Pick up the account of the Saskatoon steak house sale and continue it from the point after its final sentence.

→ **PROVIDED PASSAGE**:
____________________

In September 2001, a Saskatoon restaurateur and businessman decided to sell his steak house. The seller contacted a local real estate agent who was registered with a brokerage. The agent and the seller signed an exclusive listing agreement that ran from September 25, 2001 to December 15, 2001. Listing price for the restaurant was $2,400,000. The agent believed that the recently renovated restaurant would be perfect for a large national chain to purchase and he tried to interest the chain, but they were not interested because of the property’s location.
The agent marketed the restaurant extensively but failed to find a buyer. The price was dropped to $1,900,000 but it still failed to sell. When the listing agreement expired in mid-December, the agent approached the seller to renew the agreement. The seller refused to relist but agreed that if the property sold he would pay the agent the commission. The seller also indicated that he was willing to sell the property for $1,500,000 if an offer was made that same day, but no buyers came forward with an offer.
The agent continued to market the property and again contacted the national chain’s head office. He also spoke to a local investor. The local investor (buyer 1) was interested in the property and asked the agent to write up an offer. The agent took the offer to the seller, who agreed to consider it. While the seller was considering the offer, the agent continued to market the property to other people, including the previously mentioned national chain. Additionally, the agent suggested to one of the other potential buyers that a national chain restaurant might be interested in leasing the property. The agent did not tell either buyer 1 or the seller that he was continuing to market the property other people, as well.
The seller counter-offered in late December and buyer 1 accepted. Condition removal was set for January 31, 2002, with a closing date of March 1, 2002.

____________________

→ **EXCERPTED DATA**:
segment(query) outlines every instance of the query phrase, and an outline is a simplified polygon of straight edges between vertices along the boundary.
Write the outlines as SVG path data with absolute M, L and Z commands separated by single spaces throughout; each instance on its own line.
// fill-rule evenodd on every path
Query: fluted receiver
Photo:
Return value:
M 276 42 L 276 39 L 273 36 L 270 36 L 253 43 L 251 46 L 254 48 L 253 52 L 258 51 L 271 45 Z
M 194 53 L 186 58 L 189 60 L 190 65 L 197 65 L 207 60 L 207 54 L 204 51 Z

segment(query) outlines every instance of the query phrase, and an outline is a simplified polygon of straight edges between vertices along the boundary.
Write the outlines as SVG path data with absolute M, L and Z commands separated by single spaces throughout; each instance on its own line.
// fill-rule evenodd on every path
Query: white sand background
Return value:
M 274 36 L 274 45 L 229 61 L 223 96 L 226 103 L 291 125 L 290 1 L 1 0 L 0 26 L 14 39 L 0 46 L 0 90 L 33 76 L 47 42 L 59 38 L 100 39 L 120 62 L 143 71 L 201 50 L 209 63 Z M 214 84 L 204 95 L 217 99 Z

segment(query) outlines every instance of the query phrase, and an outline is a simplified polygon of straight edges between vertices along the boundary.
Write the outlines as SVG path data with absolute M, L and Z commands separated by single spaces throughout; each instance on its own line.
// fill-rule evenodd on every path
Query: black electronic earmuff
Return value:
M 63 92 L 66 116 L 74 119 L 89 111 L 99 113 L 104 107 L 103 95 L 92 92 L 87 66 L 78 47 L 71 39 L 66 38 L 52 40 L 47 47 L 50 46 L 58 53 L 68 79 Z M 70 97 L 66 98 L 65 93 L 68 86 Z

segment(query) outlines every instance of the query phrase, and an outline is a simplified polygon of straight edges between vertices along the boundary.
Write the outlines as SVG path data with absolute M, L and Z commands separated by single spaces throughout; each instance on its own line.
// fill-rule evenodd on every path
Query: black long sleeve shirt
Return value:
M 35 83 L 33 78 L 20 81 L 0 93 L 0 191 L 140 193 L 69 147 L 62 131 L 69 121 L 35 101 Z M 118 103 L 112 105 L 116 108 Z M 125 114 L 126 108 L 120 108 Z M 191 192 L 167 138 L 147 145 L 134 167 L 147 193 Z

____________________

→ **OUTPUT FOR THIS TASK**:
Buyer 1 was interested in the property because of its price; he was not interested in running a restaurant, rather, he was looking for a tenant. At that time, the national restaurant chain decided it might be interested in the property after all. Buyer 1 instructed the agent to prepare a proposal to lease and this was presented to the chain’s management on January 15, 2002. The agent did not tell the original seller that the national chain might now be interested in the property.
The chain’s management indicated they were not interested in leasing the property, but were instead interested in purchasing it. A contract was signed with buyer 1’s lawyer, with a condition removal date of January 31, 2002, and a closing date of March 4, 2002. Later, the chain indicated that it needed a two-week extension for condition removal. To facilitate this, buyer 1 asked for a two-week extension on his contract with the original seller. At no time was the original seller made aware of the property’s sale to the chain. The original seller and his wife heard rumours of the sale to the chain and asked the agent if there was any truth to them. The agent assured them, at various times, that the rumours were unsubstantiated.
The agent was concerned about his position in the two sales and consulted a lawyer. He continued to act for both buyer 1 and the original seller.
The original seller found out about the sale to the chain for the first time when he discovered that the transfer of land was from his company directly to the chain (the lawyers had decided this would be more beneficial to the finances of buyer 1). The agent collected commissions from both sales.
The original seller sued the agent and the brokerage for breach of fiduciary duties.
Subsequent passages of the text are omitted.